==== DATA LISTING ====

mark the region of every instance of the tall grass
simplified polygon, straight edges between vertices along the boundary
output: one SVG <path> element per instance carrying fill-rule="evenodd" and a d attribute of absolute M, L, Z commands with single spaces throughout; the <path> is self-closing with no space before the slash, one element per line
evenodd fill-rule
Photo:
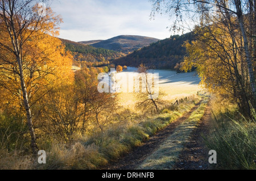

====

**AIM OF THE TASK**
Copy the material above line for line, leaving out the pictures.

**ANSWER FOR THE TASK**
mark the region of every instance of the tall grass
simplified polygon, straight edges between vertices along the boundary
output: one SVG <path> element per instance carrying fill-rule="evenodd" and a d attribute of absolute M, L, Z commands with single spaces throughout; the <path> is self-closing with no space before the slash, one element per line
evenodd fill-rule
Photo:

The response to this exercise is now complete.